Every line below is to be quoted exactly, with nothing added or dropped.

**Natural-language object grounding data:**

▬▬▬▬▬▬▬▬▬▬

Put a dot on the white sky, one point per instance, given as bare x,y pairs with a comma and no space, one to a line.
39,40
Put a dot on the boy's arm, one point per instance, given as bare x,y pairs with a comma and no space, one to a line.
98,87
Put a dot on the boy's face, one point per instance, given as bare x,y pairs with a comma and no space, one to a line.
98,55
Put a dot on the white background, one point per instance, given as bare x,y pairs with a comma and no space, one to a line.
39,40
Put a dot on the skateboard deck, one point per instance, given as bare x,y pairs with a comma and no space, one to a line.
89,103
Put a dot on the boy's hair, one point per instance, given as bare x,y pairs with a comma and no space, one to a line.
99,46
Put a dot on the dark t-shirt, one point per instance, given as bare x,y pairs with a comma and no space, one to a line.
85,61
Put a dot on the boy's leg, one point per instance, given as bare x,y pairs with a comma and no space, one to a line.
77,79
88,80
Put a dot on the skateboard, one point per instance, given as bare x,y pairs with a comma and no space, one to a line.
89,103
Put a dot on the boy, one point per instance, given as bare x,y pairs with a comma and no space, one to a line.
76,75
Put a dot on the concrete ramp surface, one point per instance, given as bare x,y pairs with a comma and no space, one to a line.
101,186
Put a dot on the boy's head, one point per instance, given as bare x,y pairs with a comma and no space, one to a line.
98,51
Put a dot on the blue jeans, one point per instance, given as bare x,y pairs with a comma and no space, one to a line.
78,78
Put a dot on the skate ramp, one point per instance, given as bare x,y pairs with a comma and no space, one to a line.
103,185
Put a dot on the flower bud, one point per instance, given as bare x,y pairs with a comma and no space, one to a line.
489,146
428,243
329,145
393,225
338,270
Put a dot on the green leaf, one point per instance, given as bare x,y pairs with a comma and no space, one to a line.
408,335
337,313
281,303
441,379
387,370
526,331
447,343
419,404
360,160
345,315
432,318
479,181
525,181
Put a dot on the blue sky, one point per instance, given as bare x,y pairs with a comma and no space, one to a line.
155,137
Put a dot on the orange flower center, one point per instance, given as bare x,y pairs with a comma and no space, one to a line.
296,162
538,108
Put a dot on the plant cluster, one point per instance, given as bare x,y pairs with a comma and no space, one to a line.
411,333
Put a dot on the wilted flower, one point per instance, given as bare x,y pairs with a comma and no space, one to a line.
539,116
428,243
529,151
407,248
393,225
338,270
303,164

▬▬▬▬▬▬▬▬▬▬

**Task output:**
Put a dot on the white sky, one point per instance, given as bare x,y pairs with a comma and no space, one to a line.
39,40
Put a dot on the boy's arm, one point per instance, given as bare x,y pairs with a comma and no space, one to a line.
98,87
Put a dot on the boy's face, one point per instance, given as bare x,y pairs with a comma and no space, one to a line.
98,55
Put a dot on the white background, one point per instance, given as bare x,y pairs with a comma and no space, one to a line.
39,40
Put a dot on the skateboard deck, one point per instance, given as bare x,y pairs with a comma and no space, one to a line.
89,103
Put a dot on the boy's hair, one point per instance, given as bare x,y pairs with a comma and no space, one to a line.
99,46
Put a dot on the dark t-shirt, one point per instance, given as bare x,y pairs with a comma and no space, one to a line.
85,61
Put a dot on the boy's leg, one point per instance, given as bare x,y pairs with a comma and no space, one to a line.
77,79
88,80
Put a dot on the skateboard, one point per instance, given as bare x,y pairs with a comma and no space, one to a line.
89,103
Put a dot on the boy, one point per instance, given as bare x,y pairs with a comma and no space, one to a line.
76,75
Put a dot on the concrete ramp surface, one point per instance, given as bare x,y pairs with a comma and no space, one to a line.
101,186
Put a dot on the boy's head, one point per instance, given as bare x,y pairs with a comma and no space, one to a line.
98,51
Put a dot on the blue jeans, one point per instance, given as bare x,y pairs with a comma and no space, one to a line.
78,78
Put a dot on the skate ramp, one point per instance, given as bare x,y pairs with a comma and no space, one to a line.
103,185
Put a dot on the flower bud, one point per instance, given as bare x,y pairs with a comma and no space, one to a line.
489,146
428,243
329,145
393,225
338,270
Put a dot on the green leaf, one point per instance, given as bare x,y pairs with a comma and no space, one to a line.
408,335
337,313
281,303
441,379
387,370
526,331
447,343
419,404
360,160
345,315
432,318
479,181
525,181
Put a dot on the blue sky, one point per instance, given as bare x,y pairs with a comma and no space, one to a line.
155,137
Put a dot on the orange flower center, one point per instance, given as bare x,y pairs with a comma and no space, one to a line.
296,162
538,108
Put a dot on the plant cluster, one point per instance, given as bare x,y pairs with a comma and no space, one to a line.
411,333
Put a dot on the wilted flower, one point per instance, given as bare x,y pairs with a comma and no space, one to a line.
539,116
428,243
529,151
407,248
393,225
338,270
303,164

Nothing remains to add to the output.